### Data to process

* START *

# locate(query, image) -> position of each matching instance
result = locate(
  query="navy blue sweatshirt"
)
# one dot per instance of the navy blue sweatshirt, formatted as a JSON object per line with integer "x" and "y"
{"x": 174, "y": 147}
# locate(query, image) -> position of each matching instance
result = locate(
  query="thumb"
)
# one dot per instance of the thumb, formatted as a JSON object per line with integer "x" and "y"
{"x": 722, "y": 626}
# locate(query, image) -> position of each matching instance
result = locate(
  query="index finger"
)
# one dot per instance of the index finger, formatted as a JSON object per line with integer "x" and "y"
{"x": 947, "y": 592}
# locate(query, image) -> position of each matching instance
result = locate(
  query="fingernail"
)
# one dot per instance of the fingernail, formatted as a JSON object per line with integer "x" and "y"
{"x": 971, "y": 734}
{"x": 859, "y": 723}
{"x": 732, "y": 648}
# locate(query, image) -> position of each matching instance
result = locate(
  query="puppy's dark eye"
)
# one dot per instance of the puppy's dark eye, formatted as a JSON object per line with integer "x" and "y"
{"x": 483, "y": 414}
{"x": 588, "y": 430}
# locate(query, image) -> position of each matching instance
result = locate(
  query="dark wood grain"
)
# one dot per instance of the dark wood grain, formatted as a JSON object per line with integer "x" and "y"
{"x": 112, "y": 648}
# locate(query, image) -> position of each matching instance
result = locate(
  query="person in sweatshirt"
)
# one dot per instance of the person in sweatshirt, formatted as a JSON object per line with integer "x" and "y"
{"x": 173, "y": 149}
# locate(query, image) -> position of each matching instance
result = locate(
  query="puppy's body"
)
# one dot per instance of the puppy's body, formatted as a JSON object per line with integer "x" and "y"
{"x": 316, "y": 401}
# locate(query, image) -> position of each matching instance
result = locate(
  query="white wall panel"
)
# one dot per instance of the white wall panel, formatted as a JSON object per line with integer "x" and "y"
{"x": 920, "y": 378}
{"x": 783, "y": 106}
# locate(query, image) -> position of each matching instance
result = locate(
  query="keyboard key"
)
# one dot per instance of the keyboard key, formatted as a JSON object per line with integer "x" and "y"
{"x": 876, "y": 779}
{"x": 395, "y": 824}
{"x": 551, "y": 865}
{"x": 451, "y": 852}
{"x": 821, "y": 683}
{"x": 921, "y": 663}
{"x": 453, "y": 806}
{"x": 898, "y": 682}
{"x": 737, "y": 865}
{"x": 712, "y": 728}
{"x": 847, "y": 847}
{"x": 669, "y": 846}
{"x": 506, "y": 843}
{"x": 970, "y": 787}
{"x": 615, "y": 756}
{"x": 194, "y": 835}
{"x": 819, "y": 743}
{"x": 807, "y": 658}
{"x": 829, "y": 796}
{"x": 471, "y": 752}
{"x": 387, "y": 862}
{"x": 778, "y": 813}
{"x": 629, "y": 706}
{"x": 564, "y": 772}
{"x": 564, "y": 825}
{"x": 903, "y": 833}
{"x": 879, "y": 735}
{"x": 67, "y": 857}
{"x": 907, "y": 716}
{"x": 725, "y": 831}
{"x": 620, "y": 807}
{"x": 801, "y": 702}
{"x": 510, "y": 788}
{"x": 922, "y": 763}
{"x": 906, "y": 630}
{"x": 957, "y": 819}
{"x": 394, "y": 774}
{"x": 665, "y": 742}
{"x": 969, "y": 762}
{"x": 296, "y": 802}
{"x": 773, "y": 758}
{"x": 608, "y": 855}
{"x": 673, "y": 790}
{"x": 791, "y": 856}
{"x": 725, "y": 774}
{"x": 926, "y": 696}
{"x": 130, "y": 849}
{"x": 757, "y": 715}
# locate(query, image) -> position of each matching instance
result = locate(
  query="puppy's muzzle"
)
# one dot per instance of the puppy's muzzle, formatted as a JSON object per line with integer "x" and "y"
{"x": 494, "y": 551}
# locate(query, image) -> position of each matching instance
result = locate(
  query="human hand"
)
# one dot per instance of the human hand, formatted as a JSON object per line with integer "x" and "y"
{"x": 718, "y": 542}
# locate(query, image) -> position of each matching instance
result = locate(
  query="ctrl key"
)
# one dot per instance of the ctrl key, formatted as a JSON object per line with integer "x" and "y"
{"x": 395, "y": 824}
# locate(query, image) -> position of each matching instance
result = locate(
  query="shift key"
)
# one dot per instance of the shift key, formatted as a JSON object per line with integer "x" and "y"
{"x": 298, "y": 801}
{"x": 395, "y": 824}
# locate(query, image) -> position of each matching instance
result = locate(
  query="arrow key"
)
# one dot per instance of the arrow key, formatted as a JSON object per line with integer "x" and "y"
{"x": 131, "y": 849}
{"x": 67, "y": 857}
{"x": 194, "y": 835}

* END *

### What is needed
State how many lines of the rows above contain the string "thumb", treating uppercase and lowercase as distinct. Give only the number.

### Solved problem
2